**OBJECTIF 1**
Relevez chaque ligne des enregistrements qui contient la chaîne « abstract », en tenant compte de la casse.

**TEXTE SOURCE**
______

Le Maroc autrement
On skie sur les pistes du Moyen Atlas.
Des murs d’ardoise, de verre et d’acier signés Christophe Pillet, un chef adoubé par les frères Pourcel, un bar à cigares lounge: vous n’êtes pas dans le dernier lieu hype de Londres ou de New York, mais à Fès, où le restaurant Maison Blanche fait miroiter un Maroc futuriste au coeur de la plus ancienne médina du monde. A quelques pas, les mulets chargés de peaux de chèvre et de mouton se faufilent dans les ruelles, en direction de la tannerie. Là, des hommes hirsutes, comme sortis d’un autre âge, plongent les cuirs dans les cuves jaune safran, rouge coquelicot ou bleu indigo.

______

**ENREGISTREMENTS FOURNIS**

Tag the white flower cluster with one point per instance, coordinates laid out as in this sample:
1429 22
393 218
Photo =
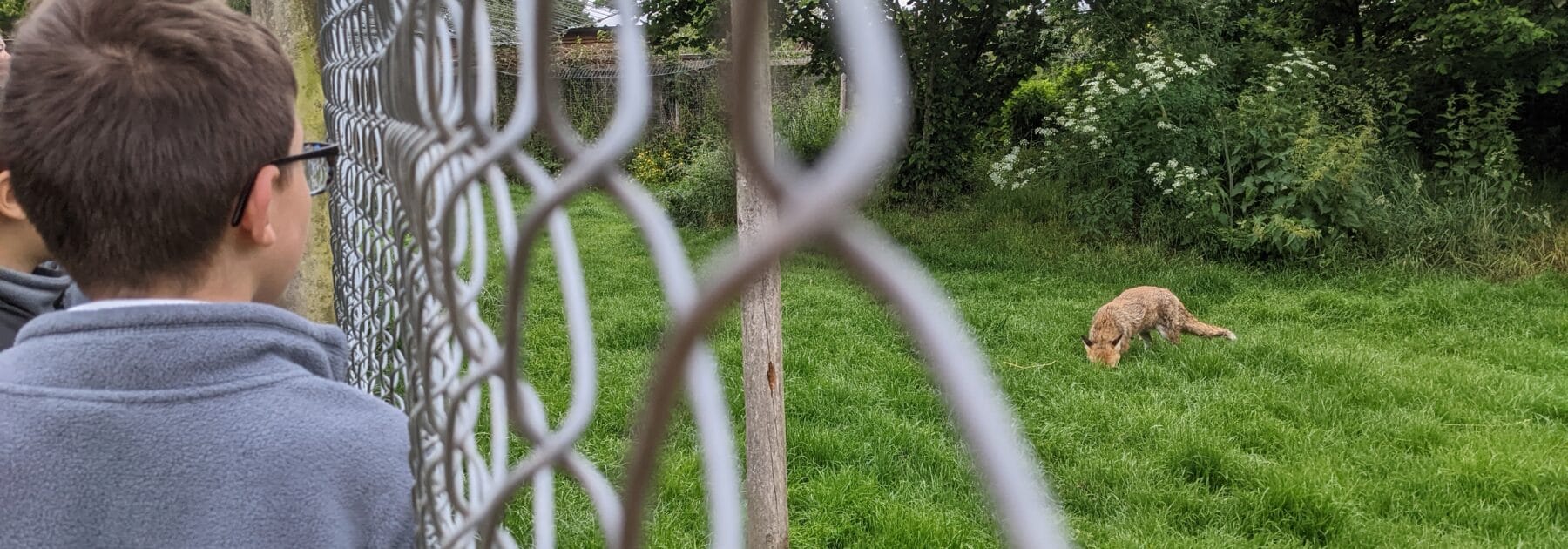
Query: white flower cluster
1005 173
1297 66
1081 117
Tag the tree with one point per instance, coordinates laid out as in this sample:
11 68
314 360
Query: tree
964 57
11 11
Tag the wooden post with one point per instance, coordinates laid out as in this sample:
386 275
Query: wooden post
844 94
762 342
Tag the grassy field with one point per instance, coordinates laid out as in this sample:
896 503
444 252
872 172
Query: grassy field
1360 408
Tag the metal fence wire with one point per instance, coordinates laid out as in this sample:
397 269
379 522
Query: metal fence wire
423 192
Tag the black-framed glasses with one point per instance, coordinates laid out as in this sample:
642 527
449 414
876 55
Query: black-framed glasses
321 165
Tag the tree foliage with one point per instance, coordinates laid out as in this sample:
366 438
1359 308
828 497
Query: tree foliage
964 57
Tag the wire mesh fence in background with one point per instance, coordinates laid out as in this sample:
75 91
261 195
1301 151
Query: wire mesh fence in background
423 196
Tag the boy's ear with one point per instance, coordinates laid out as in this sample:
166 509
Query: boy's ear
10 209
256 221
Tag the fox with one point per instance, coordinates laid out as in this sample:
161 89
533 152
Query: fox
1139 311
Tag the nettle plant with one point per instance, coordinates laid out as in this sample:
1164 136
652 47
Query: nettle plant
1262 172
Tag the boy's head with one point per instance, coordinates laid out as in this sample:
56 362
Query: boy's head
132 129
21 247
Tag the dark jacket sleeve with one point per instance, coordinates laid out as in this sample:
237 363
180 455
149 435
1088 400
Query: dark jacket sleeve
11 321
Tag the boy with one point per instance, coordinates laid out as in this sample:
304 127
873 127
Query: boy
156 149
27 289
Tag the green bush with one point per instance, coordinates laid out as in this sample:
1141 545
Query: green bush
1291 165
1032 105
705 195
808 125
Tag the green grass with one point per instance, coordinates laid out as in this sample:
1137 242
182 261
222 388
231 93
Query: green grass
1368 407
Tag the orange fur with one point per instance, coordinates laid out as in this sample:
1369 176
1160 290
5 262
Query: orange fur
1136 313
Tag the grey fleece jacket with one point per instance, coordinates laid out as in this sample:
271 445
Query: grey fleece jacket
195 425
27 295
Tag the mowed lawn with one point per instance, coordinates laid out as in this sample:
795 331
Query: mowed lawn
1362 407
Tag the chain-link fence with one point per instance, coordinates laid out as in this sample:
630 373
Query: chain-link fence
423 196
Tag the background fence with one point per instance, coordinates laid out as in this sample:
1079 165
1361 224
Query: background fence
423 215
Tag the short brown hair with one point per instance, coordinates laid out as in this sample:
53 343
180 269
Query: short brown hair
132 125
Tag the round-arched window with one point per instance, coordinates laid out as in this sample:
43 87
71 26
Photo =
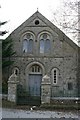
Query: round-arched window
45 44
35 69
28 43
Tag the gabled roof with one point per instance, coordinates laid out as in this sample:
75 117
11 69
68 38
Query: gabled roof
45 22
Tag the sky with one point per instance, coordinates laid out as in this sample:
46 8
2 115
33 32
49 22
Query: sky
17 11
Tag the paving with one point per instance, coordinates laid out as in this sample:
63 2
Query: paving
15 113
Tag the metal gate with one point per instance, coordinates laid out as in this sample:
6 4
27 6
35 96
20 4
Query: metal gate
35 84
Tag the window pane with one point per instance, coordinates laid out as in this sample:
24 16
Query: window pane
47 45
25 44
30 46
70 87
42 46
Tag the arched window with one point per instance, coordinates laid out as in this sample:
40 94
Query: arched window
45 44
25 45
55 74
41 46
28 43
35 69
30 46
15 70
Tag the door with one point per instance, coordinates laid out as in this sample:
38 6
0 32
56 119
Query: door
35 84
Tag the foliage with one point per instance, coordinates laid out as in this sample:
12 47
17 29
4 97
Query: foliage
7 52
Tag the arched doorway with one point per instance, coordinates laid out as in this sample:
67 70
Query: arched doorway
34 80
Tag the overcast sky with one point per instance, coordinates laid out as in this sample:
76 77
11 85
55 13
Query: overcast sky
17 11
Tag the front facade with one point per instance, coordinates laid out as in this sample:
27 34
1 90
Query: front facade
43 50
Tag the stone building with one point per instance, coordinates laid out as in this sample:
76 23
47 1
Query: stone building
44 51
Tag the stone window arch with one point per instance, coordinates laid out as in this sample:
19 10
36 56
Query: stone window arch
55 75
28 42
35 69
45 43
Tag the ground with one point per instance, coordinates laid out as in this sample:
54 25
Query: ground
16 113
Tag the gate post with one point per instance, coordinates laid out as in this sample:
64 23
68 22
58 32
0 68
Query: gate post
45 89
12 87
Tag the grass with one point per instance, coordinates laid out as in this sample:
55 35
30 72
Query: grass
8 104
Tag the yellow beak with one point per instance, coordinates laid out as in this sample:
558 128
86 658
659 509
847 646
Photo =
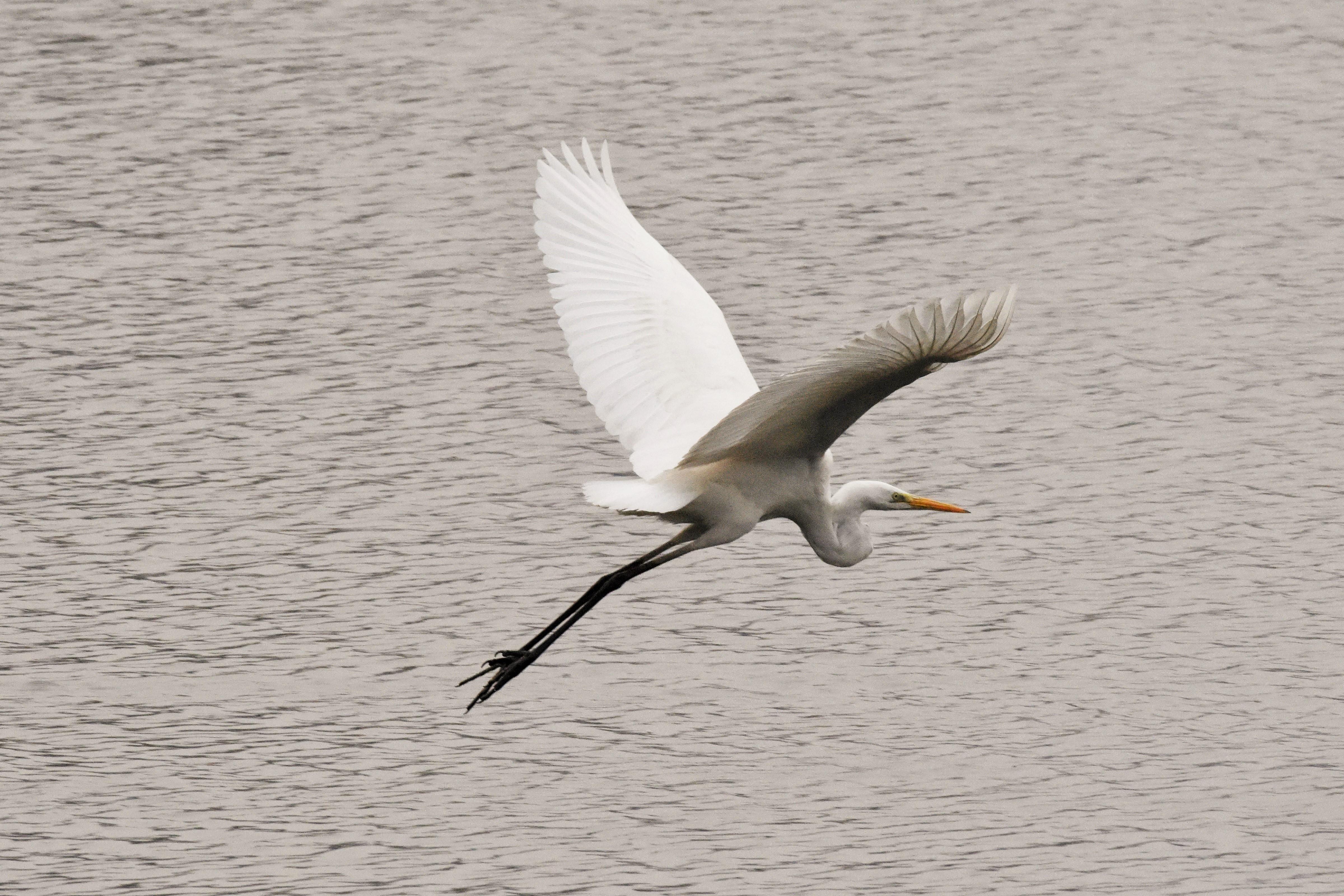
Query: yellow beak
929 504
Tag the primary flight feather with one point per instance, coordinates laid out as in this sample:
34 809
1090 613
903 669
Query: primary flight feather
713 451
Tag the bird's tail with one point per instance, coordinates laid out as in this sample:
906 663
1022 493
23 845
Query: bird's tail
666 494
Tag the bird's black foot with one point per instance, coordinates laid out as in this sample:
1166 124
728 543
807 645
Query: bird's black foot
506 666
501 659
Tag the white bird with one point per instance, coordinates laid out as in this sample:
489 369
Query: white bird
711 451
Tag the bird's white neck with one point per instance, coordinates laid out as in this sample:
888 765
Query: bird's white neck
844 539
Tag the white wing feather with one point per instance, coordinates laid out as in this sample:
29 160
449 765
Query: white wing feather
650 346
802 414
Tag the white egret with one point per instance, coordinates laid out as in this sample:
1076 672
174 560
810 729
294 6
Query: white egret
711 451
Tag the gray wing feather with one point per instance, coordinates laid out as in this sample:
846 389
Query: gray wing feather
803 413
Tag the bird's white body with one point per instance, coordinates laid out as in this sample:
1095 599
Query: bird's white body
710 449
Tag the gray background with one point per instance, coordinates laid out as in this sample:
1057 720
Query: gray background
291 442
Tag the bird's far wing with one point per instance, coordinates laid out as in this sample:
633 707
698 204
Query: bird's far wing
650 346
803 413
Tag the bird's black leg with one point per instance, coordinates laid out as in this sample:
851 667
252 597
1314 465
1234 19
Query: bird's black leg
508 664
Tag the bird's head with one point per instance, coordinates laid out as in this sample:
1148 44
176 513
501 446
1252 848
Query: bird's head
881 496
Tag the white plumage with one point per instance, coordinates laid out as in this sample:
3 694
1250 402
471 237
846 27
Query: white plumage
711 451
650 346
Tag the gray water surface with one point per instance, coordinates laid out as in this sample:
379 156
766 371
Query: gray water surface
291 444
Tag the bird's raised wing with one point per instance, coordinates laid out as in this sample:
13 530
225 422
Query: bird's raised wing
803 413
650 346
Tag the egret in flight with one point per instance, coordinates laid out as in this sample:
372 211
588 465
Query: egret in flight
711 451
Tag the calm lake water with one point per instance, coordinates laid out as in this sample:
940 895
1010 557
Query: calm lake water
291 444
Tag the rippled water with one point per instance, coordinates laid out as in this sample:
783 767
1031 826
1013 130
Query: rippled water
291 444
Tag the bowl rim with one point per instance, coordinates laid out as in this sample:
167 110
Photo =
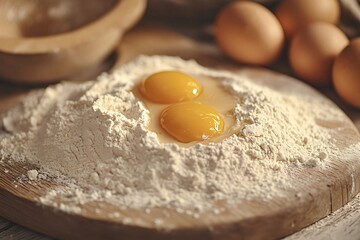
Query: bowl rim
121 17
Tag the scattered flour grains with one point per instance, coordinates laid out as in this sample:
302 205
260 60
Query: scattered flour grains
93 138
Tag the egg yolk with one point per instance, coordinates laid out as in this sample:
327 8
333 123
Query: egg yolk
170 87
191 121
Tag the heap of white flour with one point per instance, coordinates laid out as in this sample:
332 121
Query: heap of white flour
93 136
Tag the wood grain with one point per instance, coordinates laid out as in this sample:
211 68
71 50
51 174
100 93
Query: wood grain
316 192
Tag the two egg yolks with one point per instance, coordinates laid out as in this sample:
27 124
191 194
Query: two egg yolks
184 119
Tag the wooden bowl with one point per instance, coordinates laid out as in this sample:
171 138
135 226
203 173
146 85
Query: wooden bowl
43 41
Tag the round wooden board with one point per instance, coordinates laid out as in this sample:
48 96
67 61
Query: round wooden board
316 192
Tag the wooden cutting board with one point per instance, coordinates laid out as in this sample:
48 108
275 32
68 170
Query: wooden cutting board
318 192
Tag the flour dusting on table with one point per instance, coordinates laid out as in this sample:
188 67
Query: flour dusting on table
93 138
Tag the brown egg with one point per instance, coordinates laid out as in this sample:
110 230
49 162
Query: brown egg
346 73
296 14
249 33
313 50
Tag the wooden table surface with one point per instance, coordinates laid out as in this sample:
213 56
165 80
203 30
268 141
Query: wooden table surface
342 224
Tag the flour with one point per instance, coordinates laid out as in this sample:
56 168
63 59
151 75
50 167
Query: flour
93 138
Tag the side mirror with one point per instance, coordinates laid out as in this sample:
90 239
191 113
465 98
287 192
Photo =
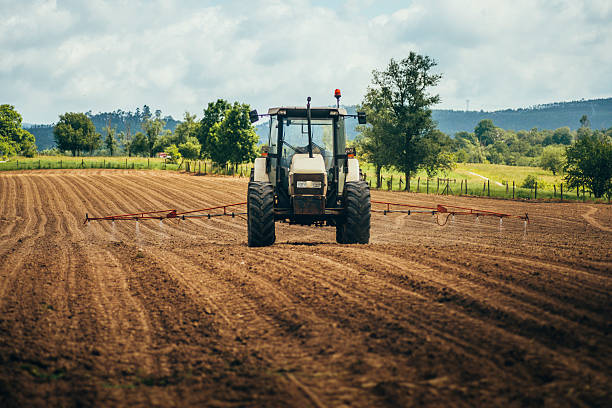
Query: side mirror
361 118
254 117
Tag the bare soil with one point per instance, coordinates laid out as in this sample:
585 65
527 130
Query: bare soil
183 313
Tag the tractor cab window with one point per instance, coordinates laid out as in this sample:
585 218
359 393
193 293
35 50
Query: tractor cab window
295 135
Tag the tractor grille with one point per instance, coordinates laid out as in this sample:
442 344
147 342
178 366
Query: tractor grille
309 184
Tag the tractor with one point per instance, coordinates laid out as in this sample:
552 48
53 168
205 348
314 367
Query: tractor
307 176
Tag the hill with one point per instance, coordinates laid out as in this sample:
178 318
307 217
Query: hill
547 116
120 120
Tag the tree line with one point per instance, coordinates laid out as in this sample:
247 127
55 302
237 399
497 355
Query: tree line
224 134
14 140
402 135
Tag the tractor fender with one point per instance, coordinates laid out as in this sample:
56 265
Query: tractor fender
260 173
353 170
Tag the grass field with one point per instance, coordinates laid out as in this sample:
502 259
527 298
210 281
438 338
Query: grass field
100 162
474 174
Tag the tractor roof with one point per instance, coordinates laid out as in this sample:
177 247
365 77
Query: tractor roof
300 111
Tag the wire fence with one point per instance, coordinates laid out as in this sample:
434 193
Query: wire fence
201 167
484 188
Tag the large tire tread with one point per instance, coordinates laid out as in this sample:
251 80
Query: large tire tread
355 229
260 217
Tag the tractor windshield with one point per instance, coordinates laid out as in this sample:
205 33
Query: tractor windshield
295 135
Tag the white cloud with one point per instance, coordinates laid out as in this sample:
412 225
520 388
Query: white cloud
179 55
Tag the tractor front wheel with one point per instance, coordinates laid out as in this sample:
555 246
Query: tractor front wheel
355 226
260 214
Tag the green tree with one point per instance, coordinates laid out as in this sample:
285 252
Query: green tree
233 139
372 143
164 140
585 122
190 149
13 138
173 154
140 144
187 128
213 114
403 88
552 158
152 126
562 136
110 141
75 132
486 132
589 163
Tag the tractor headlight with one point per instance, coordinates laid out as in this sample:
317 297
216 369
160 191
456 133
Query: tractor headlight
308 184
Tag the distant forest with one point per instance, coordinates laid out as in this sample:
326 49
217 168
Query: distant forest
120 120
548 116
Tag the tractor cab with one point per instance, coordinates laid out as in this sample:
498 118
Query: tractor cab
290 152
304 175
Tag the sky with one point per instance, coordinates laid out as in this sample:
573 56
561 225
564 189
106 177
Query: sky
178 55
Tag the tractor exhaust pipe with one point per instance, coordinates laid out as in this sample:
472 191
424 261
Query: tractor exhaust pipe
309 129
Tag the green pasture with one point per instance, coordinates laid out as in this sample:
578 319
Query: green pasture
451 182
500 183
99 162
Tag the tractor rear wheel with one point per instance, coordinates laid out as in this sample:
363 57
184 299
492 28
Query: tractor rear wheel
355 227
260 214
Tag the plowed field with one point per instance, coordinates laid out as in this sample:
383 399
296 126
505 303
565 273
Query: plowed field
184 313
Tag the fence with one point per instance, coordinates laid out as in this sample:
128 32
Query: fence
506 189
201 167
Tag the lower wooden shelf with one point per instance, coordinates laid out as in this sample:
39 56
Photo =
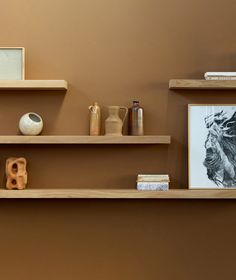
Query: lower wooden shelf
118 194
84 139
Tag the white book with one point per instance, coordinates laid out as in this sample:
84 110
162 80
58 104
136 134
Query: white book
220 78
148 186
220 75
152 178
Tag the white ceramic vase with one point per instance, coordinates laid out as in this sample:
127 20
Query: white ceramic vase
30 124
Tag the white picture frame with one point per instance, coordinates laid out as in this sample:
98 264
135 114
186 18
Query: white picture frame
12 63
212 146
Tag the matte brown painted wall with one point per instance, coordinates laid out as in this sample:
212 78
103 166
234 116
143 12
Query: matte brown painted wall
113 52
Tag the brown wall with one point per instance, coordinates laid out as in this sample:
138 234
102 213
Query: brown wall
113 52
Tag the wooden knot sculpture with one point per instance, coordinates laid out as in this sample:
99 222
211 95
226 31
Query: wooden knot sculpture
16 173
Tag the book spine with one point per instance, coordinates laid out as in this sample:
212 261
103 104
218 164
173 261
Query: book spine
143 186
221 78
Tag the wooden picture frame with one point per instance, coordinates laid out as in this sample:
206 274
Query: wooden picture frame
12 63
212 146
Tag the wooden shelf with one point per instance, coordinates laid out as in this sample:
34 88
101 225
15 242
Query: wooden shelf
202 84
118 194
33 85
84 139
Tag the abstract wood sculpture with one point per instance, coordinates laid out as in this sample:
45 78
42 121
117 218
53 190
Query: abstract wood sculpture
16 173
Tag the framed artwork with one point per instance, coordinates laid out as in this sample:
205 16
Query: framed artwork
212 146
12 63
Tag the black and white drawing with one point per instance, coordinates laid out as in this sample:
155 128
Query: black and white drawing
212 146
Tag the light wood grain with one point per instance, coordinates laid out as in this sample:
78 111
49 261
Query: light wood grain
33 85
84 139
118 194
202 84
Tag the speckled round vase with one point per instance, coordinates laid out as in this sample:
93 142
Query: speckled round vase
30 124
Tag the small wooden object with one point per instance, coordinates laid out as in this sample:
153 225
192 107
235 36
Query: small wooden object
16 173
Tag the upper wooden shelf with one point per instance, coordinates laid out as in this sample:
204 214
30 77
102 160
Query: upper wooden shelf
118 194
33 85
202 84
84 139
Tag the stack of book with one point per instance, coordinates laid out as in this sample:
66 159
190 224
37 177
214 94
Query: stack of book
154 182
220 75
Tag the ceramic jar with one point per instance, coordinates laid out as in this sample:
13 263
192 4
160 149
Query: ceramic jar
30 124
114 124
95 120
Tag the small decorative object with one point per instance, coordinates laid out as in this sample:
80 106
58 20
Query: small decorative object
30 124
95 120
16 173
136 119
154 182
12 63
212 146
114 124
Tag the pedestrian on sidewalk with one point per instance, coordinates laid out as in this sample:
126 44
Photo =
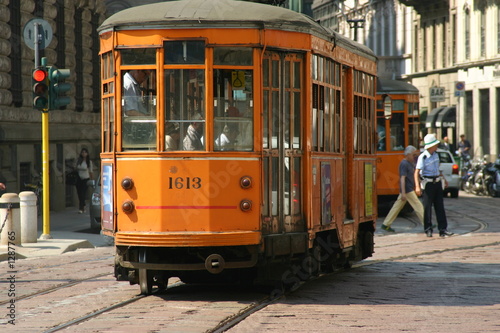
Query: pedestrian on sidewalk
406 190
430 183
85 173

______

**OBJECTIF 2**
Selon le texte sur le Maroc, de quelles couleurs sont les cuves de la tannerie où l'on plonge les cuirs ?

**RÉPONSE 1**
Tag the abstract wood sculpture with one point per instance, coordinates laid out as in this sample:
Query: abstract wood sculpture

**RÉPONSE 2**
Elles sont jaune safran, rouge coquelicot ou bleu indigo.